◆ **REQUIRED TASKS**
1) For each statement (a), (b), and (c), say whether it agrees with the Cooley citation below. Answer yes or no and quote the words of the citation that decide it.

(a) Cooley personally scored a hit on a Japanese ship during the 12 October raid.
(b) On 14 October, every one of Cooley's planes was put out of commission.
(c) Between 11 and 15 November, units under Cooley's command destroyed two cruisers.
2) Answer these questions from the Cooley citation below.
(a) What type of enemy ships did the 12 October raid target?
(b) How many additional aircraft were placed in commission on 14 October?
(c) How many airplanes did the units under Cooley's command destroy from 11 to 15 November?
3) Using the Cooley citation below, explain in one to three sentences why twelve additional aircraft could strike at the enemy invasion forces on 14 October.

◆ **GIVEN PASSAGE**
====
After months of strenuous combat had seriously depleted the number of men and amount of equipment, Lieutenant Colonel Cooley reorganized and skillfully built up the strength of his command. Leading a group of dive bombers and fighters on 12 October in a determined raid against enemy destroyers, he gallantly pressed home the attack, personally scoring a hit on one of the Japanese ships. On 14 October, with all but one of his planes put out of commission by terrific fire from enemy surface vessels, Lieutenant Colonel Cooley, in spite of intermittent bombing and shellfire from hostile artillery, worked tirelessly to direct the repair of damaged planes, with the result that twelve additional aircraft were placed in commission on that day in time to strike repeatedly at the enemy ship-borne invasion forces. Again from 11 to 15 November the Aviation Units under his command attacked the Japanese, destroying two cruisers, seven airplanes, and twelve transports contributing in great part to the success of our engagement in that area. Lieutenant Colonel Cooley's exceptional skill, leadership, and indomitable fighting spirit were in keeping with the highest traditions of the United States Naval Service.
====
Referring expression data:

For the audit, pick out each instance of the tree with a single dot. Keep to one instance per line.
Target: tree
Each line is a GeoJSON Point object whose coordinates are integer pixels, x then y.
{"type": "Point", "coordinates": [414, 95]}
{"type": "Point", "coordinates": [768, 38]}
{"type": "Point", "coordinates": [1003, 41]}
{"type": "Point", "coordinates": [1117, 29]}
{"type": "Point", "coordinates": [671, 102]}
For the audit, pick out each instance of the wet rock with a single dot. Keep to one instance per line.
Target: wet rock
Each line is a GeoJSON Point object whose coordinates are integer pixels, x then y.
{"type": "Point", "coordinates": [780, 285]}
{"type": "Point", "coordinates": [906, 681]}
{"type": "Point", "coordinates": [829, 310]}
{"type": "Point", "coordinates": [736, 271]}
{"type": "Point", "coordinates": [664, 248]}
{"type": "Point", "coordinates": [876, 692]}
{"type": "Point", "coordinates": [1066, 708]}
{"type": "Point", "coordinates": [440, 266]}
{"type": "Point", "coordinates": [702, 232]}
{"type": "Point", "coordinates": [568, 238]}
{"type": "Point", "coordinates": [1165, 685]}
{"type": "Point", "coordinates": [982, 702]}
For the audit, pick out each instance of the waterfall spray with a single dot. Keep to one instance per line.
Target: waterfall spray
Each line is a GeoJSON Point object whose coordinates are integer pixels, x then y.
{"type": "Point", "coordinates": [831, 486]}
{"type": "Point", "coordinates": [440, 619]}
====
◆ **SOLUTION LIST**
1)
(a) Yes: "personally scoring a hit on one of the Japanese ships"
(b) No: "with all but one of his planes put out of commission"
(c) Yes: "destroying two cruisers, seven airplanes, and twelve transports"

2)
(a) Destroyers
(b) Twelve
(c) Seven

3) Enemy surface vessels had put all but one of Cooley's planes out of commission. Despite intermittent bombing and shellfire, Cooley worked tirelessly to direct the repair of the damaged planes. As a result, twelve more aircraft were placed in commission that day in time to strike repeatedly at the invasion forces.